Hosia Mviringi
At face value, everything would look so wrong on the part of the government for failing to provide efficient public transportation systems and services in urban centres.
Admittedly, the ZUPCO franchise system brought with it advantages and to a greater extent a fair share of challenges.
The involvement of government in the provision of mass public transportation services is ideally the most logical thing to do as proven elsewhere worldwide.
The difference is the level of investment and efficiency that is deployed in the delivery of service to the people.
Some schools of thought opine that probably the timing was wrong for the banning of commuter omnibuses which had become a menace, an eyesore and danger to the public on our roads.
But let’s look at examples from other jurisdictions which implemented this model with success.
In Dubai, UAE, for example, the state is responsible for mass public conveyance, from metered taxis, buses, commuter trains, to one of the biggest airlines in the world, Emirates.

TASK A: Edit the entries from their first line through the line containing "positive clicks: (378, 687)", replacing "rough mask" with "draft mask" and keeping everything else unchanged. Leave the pictures out of your answer.
The commentary and the entries were drawn from unrelated sources.

Source records
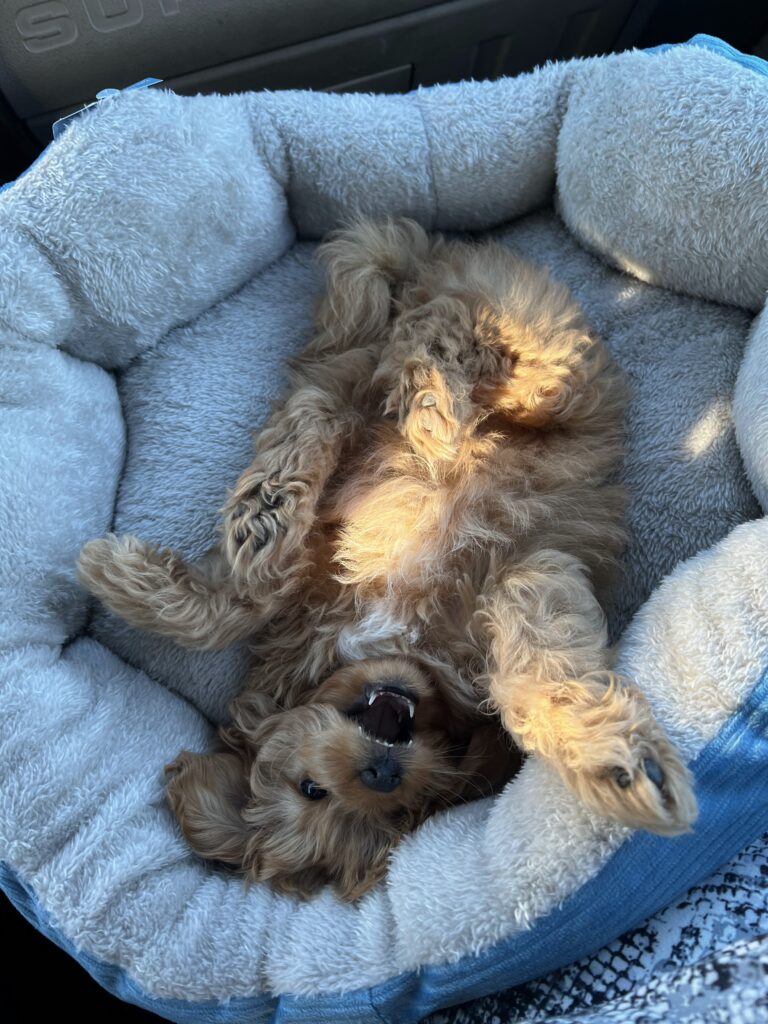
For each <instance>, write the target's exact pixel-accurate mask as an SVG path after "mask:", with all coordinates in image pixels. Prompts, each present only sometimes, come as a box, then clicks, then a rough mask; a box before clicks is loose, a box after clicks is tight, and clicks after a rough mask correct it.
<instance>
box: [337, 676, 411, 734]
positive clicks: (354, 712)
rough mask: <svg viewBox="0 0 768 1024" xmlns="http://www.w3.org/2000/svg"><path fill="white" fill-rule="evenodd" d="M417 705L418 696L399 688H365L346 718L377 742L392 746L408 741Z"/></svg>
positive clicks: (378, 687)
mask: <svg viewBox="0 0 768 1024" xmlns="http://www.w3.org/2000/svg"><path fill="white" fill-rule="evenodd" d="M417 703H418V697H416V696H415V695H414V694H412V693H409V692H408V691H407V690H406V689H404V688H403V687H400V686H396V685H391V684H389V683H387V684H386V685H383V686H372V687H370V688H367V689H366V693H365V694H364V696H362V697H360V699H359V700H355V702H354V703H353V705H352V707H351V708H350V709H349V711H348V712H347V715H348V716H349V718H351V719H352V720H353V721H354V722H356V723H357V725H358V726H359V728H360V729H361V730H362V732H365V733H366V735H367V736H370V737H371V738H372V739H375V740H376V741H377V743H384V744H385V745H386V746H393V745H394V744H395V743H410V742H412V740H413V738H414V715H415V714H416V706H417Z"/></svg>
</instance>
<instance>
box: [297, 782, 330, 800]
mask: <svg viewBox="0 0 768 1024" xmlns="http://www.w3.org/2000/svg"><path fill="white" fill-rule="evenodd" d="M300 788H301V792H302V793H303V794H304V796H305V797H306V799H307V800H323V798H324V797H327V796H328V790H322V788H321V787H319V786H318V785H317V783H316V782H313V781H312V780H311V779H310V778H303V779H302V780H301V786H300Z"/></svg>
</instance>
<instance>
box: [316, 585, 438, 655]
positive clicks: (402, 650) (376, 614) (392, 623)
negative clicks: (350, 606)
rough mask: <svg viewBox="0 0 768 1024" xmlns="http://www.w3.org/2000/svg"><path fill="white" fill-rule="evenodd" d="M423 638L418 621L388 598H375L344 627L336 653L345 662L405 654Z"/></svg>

TASK B: Copy the public transport commentary word for word from "Hosia Mviringi" to "share of challenges.".

TASK RESULT A:
For each <instance>, write the target's exact pixel-accurate mask as an SVG path after "mask:", with all coordinates in image pixels. Prompts, each present only sometimes, come as a box, then clicks, then a draft mask; a box before clicks is loose, a box after clicks is tight, and clicks after a draft mask correct it.
<instance>
box: [337, 676, 411, 734]
positive clicks: (354, 712)
draft mask: <svg viewBox="0 0 768 1024" xmlns="http://www.w3.org/2000/svg"><path fill="white" fill-rule="evenodd" d="M417 705L418 696L399 688H365L346 718L377 742L392 746L408 741Z"/></svg>
positive clicks: (378, 687)

TASK RESULT B:
Hosia Mviringi
At face value, everything would look so wrong on the part of the government for failing to provide efficient public transportation systems and services in urban centres.
Admittedly, the ZUPCO franchise system brought with it advantages and to a greater extent a fair share of challenges.